• [İstenenler]
1 – Göçmen kökenli gazeteciler hakkındaki metinde "Yazılı basında bu" ile başlayıp "merkezlerine bu yansımıyor." ifadesine kadar uzanan bölümü aynen kopyala.
2 – Göçmen kökenli gazetecilerle ilgili metne, gösterilen son cümleden sonrasını yazarak devam et.

• [Belge]
_____

Ancak bu gelişmenin üretilen haberleri iyi yönde dönüştürdüğünden pek emin
değilim. Bir kişinin sırf göçmen kökenli bir aileden gelmesi, başka bir
topluluk hakkında benzer bir ayrımcı dili, basmakalıp tipleştirmeyi
üretmeyeceği anlamına gelmiyor. Bu sürekli yürütülmesi gereken bir
mücadele.
Büyük medya kuruluşlarında bir işe girmek kolay değil. Bunun için önce o
medya kuruluşlarının gazetecilik programlarını bitirmek gerekiyor. Bu süreç
çok uzun ve hem deneyimli olmanız, hem de Alman tarihi ve Almanya
hakkındaki genel bilgilere hakim olmanız gerekiyor. Bu da üniversite
eğitimi olmaksızın çok zor ve ailenin maddi desteği yoksa bu süreci
bitirmek neredeyse imkansız.
## Ferda Ataman- Serbest gazeteci
Büyük yayın kuruluşularının çoğu bünyesindeki göçmen kökenli gazetecilerin
sayısını açıklamaya ihtiyaç duymadı. Yapılan yüzeysel bir araştırmada aşağı
yukarı gazetecilerin yüzde 5’i göçmen kökenli dendi, ama bunların arasında
Avusturyalı, İsviçreli de olabilir. Yani göçmen kökenli derken bu sayıda ne
kadarının ayrımcılık yaşayan azınlıklar olduğunu bilmiyorsun. O nedenle bu
yüzde 5'in Türk veya Arap kökenliler, yani görünür azınlıklar olduğunu
sanmıyorum.
Yazılı basında bu oran geleneksel yapıdan ötürü çok az, yüzde 1-2 arası,
yani neredeyse yok. İnternet gazeteciliğinde ve televizyonda ise daha çok
göçmen kökenli çalışıyor. Sokakta her dört kişiden biri göçmen kökenli, ama
haber merkezlerine bu yansımıyor.

_____

• [Gösterilen kayıtlar]
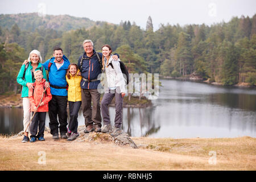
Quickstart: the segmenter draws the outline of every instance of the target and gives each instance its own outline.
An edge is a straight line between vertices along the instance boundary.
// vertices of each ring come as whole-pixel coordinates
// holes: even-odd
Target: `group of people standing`
[[[41,63],[40,52],[33,50],[21,67],[17,82],[23,86],[21,97],[24,135],[22,142],[30,141],[28,132],[31,133],[31,142],[37,139],[45,140],[47,111],[52,138],[59,139],[60,133],[62,139],[69,141],[75,139],[79,135],[77,117],[81,106],[86,126],[84,133],[108,132],[110,121],[108,105],[114,97],[115,118],[114,129],[110,134],[115,136],[122,133],[122,105],[126,84],[120,68],[119,55],[113,55],[111,47],[108,44],[102,46],[102,53],[96,52],[90,40],[84,40],[82,47],[85,52],[80,56],[77,64],[71,64],[62,49],[55,47],[53,57],[44,63]],[[46,70],[48,72],[48,77]],[[100,83],[98,78],[101,73],[106,75],[107,85],[105,85],[105,92],[100,105],[101,94],[97,89]],[[68,102],[70,119],[67,127]],[[32,114],[34,115],[28,127]]]

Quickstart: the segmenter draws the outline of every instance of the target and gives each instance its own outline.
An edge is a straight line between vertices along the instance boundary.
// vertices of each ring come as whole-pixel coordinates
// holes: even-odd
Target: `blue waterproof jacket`
[[[52,65],[50,68],[50,71],[49,72],[49,82],[50,85],[54,85],[56,86],[65,87],[67,85],[66,81],[66,73],[67,70],[68,68],[68,66],[70,64],[69,60],[65,56],[63,55],[64,64],[59,69],[57,69],[54,60],[55,58],[54,57],[48,59],[43,64],[44,68],[48,71],[48,66],[49,63],[52,63]],[[51,93],[52,95],[60,96],[67,96],[68,91],[65,88],[57,89],[53,88],[51,86]]]
[[[23,76],[24,71],[25,69],[25,64],[23,64],[19,70],[19,74],[17,76],[17,82],[18,84],[22,85],[22,91],[21,97],[28,97],[28,88],[26,85],[27,83],[34,83],[35,81],[35,78],[32,77],[32,69],[33,69],[32,66],[31,65],[31,62],[28,62],[28,67],[27,68],[25,73],[25,77],[24,80],[22,79]],[[36,68],[35,71],[40,70],[40,68],[42,67],[42,64],[39,63],[38,64],[38,67]],[[47,80],[46,76],[46,69],[44,68],[43,69],[43,78]]]
[[[93,54],[92,56],[88,57],[85,52],[79,57],[77,66],[80,70],[82,77],[84,78],[89,80],[89,81],[86,81],[82,79],[81,80],[81,88],[84,89],[97,89],[100,80],[90,82],[92,80],[97,79],[98,76],[101,73],[101,66],[100,61],[102,59],[102,53],[97,52],[100,60],[98,60],[96,55],[96,52],[93,49]],[[119,57],[117,53],[114,55]],[[82,65],[80,64],[81,59],[84,57]]]

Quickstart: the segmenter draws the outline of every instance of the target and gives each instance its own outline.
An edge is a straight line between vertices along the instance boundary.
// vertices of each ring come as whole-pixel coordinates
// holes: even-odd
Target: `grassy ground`
[[[131,138],[138,149],[102,140],[55,141],[49,133],[45,138],[22,143],[22,136],[1,136],[0,170],[256,169],[256,139],[251,137]],[[40,152],[46,164],[39,164],[44,161]]]

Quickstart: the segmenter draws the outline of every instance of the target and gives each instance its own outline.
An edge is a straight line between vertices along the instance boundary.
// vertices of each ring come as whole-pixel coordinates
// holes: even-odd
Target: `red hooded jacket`
[[[31,111],[35,111],[34,109],[34,106],[35,106],[37,107],[40,102],[40,100],[41,100],[42,96],[44,90],[44,86],[45,83],[46,79],[44,78],[43,78],[40,83],[36,80],[33,84],[34,89],[30,89],[28,91],[28,98],[31,104]],[[44,97],[42,101],[44,104],[38,107],[37,112],[47,112],[49,110],[48,103],[51,101],[52,97],[51,89],[48,88],[44,94]]]

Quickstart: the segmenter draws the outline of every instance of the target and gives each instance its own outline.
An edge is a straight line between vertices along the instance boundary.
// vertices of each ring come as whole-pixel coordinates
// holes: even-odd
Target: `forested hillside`
[[[0,26],[11,28],[17,24],[22,30],[34,31],[36,28],[49,28],[66,31],[82,27],[89,28],[94,25],[102,25],[102,22],[94,22],[87,18],[77,18],[68,15],[40,16],[38,13],[1,14]]]
[[[144,30],[129,21],[119,25],[98,22],[100,26],[96,23],[88,28],[85,24],[72,25],[73,20],[67,22],[67,18],[59,19],[58,27],[41,27],[44,23],[35,23],[38,25],[26,28],[26,23],[19,24],[11,19],[5,22],[3,16],[0,15],[1,94],[16,90],[16,76],[21,63],[32,49],[40,51],[46,60],[52,56],[53,47],[59,45],[71,61],[77,63],[86,39],[93,40],[97,51],[104,44],[112,46],[131,72],[159,73],[175,77],[194,73],[226,85],[238,82],[256,84],[256,14],[251,18],[234,17],[228,23],[210,26],[162,24],[155,32],[151,18],[145,22]],[[10,16],[29,22],[24,18],[26,14]],[[38,18],[43,22],[43,18],[35,19]],[[65,29],[65,23],[70,23],[69,28]]]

_____

• [Görevlere göre sonuçlar]
1 –
Yazılı basında bu oran geleneksel yapıdan ötürü çok az, yüzde 1-2 arası,
yani neredeyse yok. İnternet gazeteciliğinde ve televizyonda ise daha çok
göçmen kökenli çalışıyor. Sokakta her dört kişiden biri göçmen kökenli, ama
haber merkezlerine bu yansımıyor.

2 –
Mesele daha iyi ya da kötü haber yapması değil; her gruptan insanın orada
olup bakış açılarını getirmeleri. Göçmen haberi yapmak zorunda da değiller.
Kadınların olmadığı bir medyayı kimse gözünde canlandıramıyor, o zaman
neden göçmenlerin olmadığı bir medya olsun? Kadınların kendi kimlikleriyle
bir ortamda kalabilmesi için yüzde 30'u oluşturması gerekiyor, yoksa o iş
yerinin erkek kültürüne ayak uyduruyorlar. Bu göçmenler için de geçerli,
yani bir kişiyi almak yetmiyor. Tek kişi olduğunda, ki çoğu haber
merkezinde göçmenler tek kalıyor, çok yoruluyorsun. Sen hasta olduğunda işi
yapacak kişi kalmıyor, hem de sen „gazetenin Türkü“ oluyorsun.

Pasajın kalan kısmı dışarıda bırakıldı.